» PASAJE CITADO
------------------------------

La consigna de una reforma judicial feminista se viene levantando desde hace tiempo. Particularmente, en esos términos, desde el femicidio de Úrsula Bahillo en febrero de 2021 y la movilización del 8M, Día Internacional de la Mujer Trabajadora, de ese año. Pero sus antecedentes se remontan a, por lo menos, el primer Ni Una Menos en 2015.
La centralidad que tuvo la cuestión judicial en el discurso de asunción de Alberto Fernández, en diciembre de 2019, motivada sobre todo por la persecución judicial a Cristina Fernández, y la presentación de un proyecto de reorganización del fuero federal, meses después, generaron condiciones para un debate público. Este trascendió las fronteras del proyecto mismo -que por cierto era bastante limitado e insuficiente- e hizo carne en el movimiento de mujeres y LGBTTIQ+ que se lo apropió y profundizó.
De este modo, se incorporó la cuestión judicial de manera cabal a la agenda del movimiento feminista. Al día de hoy, se la sigue dotando de sentido y reivindicando su urgencia porque con cada nuevo femicidio en el que se informa que las víctimas acudieron al poder judicial en busca de ayuda y respuesta por parte del Estado y no la encontraron, se pone en evidencia, una vez más, la dificultad del poder judicial para dar respuesta de manera eficaz a las violencias machistas. En definitiva, para prevenir los femicidios que, recordemos, son crímenes evitables.
¿Por qué una reforma judicial?
Existe cierto consenso social respecto de que el poder judicial “funciona mal”. Según el Informe del Observatorio de la Deuda Social de la Universidad Católica Argentina (UCA) para marzo 2019, nueve de cada diez encuestades no confíaba en que les jueces/zas sean imparciales.
No han sido pocos los gobiernos que presentaron propuestas de reformas judiciales. Es que la justicia (mejor dicho, el poder judicial) ha resultado siempre un foco problemático por muchas razones que pueden resumirse en que es poco democrática -de hecho es el único poder del Estado en cuya composición y contenido la ciudadanía no interviene directamente- y poco transparente, todo lo cual contribuye a generar espacios de mucho poder sin ningún control ciudadano. Además, para el común de la gente, representa algo poco accesible (en términos espaciales, económicos y simbólicos), maneja tiempos desfasados respecto de las necesidades urgentes, ofrece respuestas deficitarias, etc.

------------------------------

¿Podrías prolongar el texto sobre la reforma judicial feminista a partir de su última oración? No hace falta consultar las filas.

------------------------------

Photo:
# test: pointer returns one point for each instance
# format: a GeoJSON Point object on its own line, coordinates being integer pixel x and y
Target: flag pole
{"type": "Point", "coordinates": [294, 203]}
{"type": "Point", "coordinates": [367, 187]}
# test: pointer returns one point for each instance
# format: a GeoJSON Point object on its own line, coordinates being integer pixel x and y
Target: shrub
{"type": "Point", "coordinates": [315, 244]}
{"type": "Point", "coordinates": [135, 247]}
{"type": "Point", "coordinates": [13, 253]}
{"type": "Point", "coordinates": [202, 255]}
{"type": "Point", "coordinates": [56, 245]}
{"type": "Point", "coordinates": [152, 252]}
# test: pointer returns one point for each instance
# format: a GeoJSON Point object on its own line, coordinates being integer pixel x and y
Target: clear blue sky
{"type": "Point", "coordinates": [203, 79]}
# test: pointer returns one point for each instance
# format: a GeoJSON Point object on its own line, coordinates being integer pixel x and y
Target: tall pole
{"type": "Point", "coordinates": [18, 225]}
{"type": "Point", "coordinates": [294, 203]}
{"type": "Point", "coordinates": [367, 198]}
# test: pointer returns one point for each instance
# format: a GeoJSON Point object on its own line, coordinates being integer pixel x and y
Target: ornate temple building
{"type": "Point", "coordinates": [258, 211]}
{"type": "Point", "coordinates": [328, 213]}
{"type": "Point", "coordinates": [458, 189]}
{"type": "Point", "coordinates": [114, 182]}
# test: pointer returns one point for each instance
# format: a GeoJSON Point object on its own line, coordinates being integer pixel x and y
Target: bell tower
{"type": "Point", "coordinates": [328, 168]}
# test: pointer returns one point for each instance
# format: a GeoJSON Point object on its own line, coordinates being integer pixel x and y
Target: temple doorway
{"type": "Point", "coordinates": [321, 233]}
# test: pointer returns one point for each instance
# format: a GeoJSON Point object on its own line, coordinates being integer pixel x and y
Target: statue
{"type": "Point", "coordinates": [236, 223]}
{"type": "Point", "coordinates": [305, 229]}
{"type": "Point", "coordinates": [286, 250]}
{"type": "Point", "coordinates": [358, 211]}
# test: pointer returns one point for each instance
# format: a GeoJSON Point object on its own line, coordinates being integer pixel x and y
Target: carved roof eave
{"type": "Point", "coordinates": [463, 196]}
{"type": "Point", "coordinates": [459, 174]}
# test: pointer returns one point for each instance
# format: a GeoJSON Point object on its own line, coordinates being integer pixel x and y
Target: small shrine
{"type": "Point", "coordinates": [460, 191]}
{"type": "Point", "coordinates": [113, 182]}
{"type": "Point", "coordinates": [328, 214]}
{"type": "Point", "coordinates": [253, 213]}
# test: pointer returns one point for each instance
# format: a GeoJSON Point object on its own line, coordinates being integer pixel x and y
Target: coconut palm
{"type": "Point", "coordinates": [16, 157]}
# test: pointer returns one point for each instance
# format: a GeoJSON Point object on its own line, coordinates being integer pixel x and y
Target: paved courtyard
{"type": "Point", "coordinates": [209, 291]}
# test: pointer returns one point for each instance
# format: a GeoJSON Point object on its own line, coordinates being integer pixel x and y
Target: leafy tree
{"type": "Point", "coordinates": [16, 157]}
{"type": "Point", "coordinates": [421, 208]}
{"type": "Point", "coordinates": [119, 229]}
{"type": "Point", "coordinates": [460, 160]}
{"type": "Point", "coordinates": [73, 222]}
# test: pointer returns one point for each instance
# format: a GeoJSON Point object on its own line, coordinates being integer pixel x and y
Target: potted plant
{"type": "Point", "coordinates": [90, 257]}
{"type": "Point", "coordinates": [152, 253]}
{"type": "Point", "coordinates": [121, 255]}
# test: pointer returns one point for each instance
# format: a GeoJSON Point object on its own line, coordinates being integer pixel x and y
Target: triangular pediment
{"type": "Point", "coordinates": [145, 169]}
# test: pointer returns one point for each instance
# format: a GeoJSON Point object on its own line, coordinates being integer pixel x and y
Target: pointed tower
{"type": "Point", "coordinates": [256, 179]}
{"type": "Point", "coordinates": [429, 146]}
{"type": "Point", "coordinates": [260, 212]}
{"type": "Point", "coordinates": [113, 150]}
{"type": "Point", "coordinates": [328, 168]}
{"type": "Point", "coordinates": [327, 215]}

------------------------------

» RESULTADO
Sin embargo, no todas las respuestas sobre qué hacer frente a ese diagnóstico son coincidentes. El discurso punitivista ha sabido capturar estas demandas de reforma judicial en un sentido totalmente opuesto al que nos interesa reponer porque no hacen más que profundizar la crueldad del sistema carcelario y las desigualdades estructurales. El neoliberalismo, a través de la figura del ministro de Justicia y Derechos Humanos durante el gobierno de Mauricio Macri, Germán Garavano, también ha ofrecido una serie de propuestas desde una mirada mercantilizadora y privatizadora de la administración de justicia, generando así una brecha aún mayor entre una “justicia para ricos” y una “justicia para pobres”.
La respuesta a la pregunta del título, todavía provisoria y siempre en debate, está atravesada por ser trabajadora judicial y sindicalista feminista, pero también parte de reivindicar ese lugar de enunciación como un hecho político en sí mismo. Es necesario romper con la idea de que sólo los y las juristas son quienes están habilitades a opinar sobre las cuestiones judiciales porque ése es el primer paso fundamental para ponerlas al alcance de las mayorías. Al poder judicial lo construimos quienes nos desempeñamos en él cotidianamente, quienes ponemos la cara frente a la ciudadanía que busca acceso a la justicia, quienes conocemos cuáles son las principales falencias porque las padecemos diariamente.
Cuando hablamos de poder judicial lo hacemos contemplando su doble faceta, como señalaba el dirigente del sindicalismo estatal, Germán Abdala: por un lado, como poder del Estado en su condición de empleador y por otro, como Estado garante de derechos frente a la ciudadanía. Esta mirada implica que todas las transformaciones y luchas hacia adentro de la justicia (en sus condiciones de trabajo, salariales, de ingreso, etc.) también tienen que ver con garantizar un mejor derecho de acceso a la justicia para el pueblo porque ambas luchas van entrelazadas. Éste es un punto de partida fundamental para abordar la cuestión de la reforma judicial en su integralidad.
¿Por qué una reforma judicial feminista?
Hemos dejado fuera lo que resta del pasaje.